(Beginning of Source information)

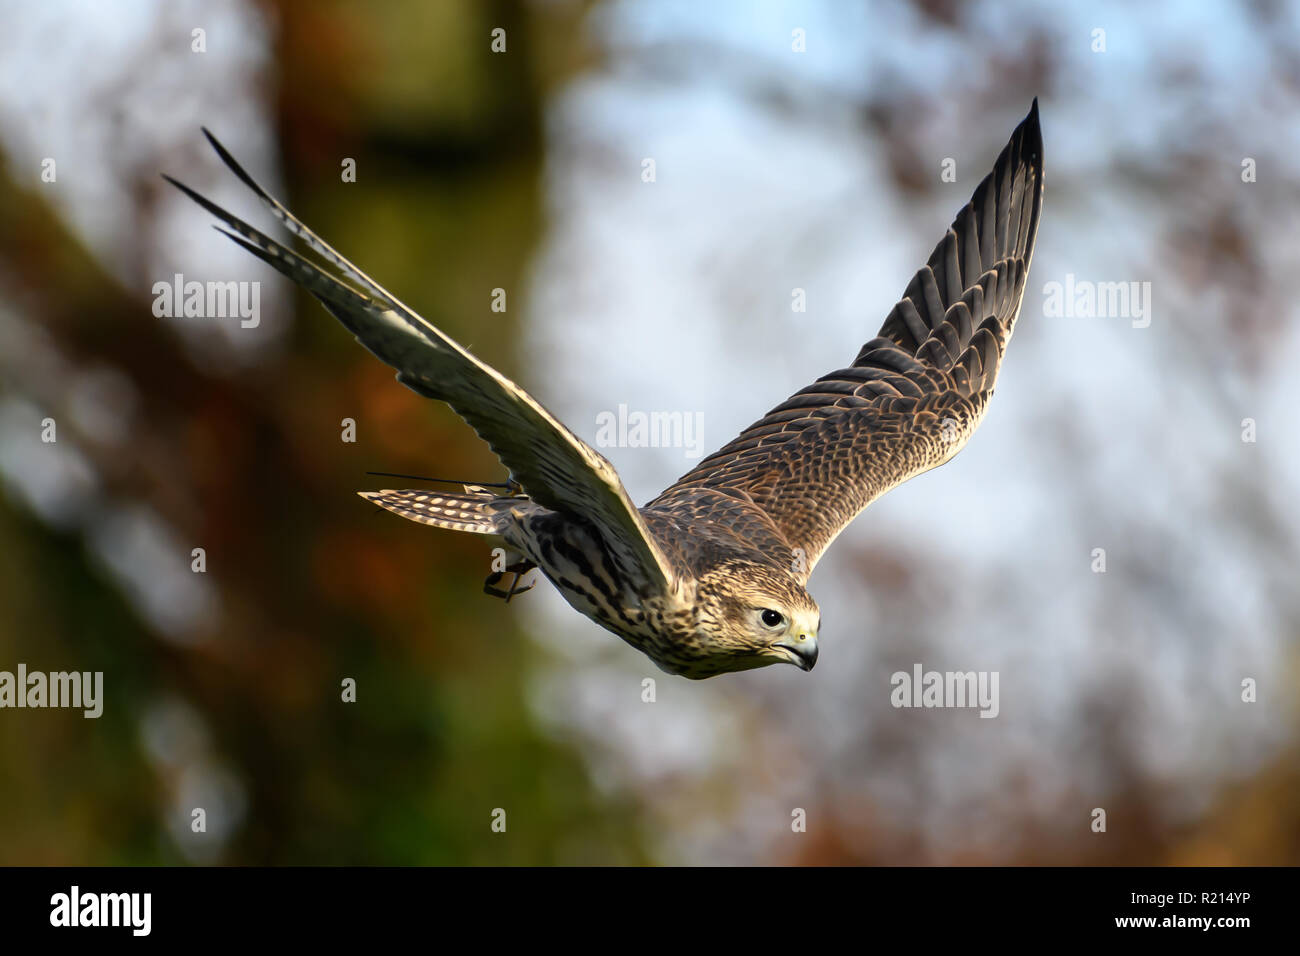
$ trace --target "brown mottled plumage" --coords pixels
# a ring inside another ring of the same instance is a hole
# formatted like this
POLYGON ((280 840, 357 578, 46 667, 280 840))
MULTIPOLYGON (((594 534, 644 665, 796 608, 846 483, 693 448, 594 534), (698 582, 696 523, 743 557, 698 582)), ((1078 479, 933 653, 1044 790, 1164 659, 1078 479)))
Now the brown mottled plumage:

(End of Source information)

> _About this exercise_
Could the entries be output exactly as written, but without their images?

> _Response to the exercise_
$ trace --target "brown mottled plumage" --coords pixels
# a ring inside another ring of the same instance is a hole
# formatted like this
POLYGON ((280 840, 357 578, 46 667, 280 840))
MULTIPOLYGON (((594 534, 644 665, 796 608, 846 483, 693 448, 594 534), (698 582, 696 523, 743 557, 698 582)), ((1078 479, 933 653, 1044 790, 1164 659, 1078 479)))
Now the brown mottled plumage:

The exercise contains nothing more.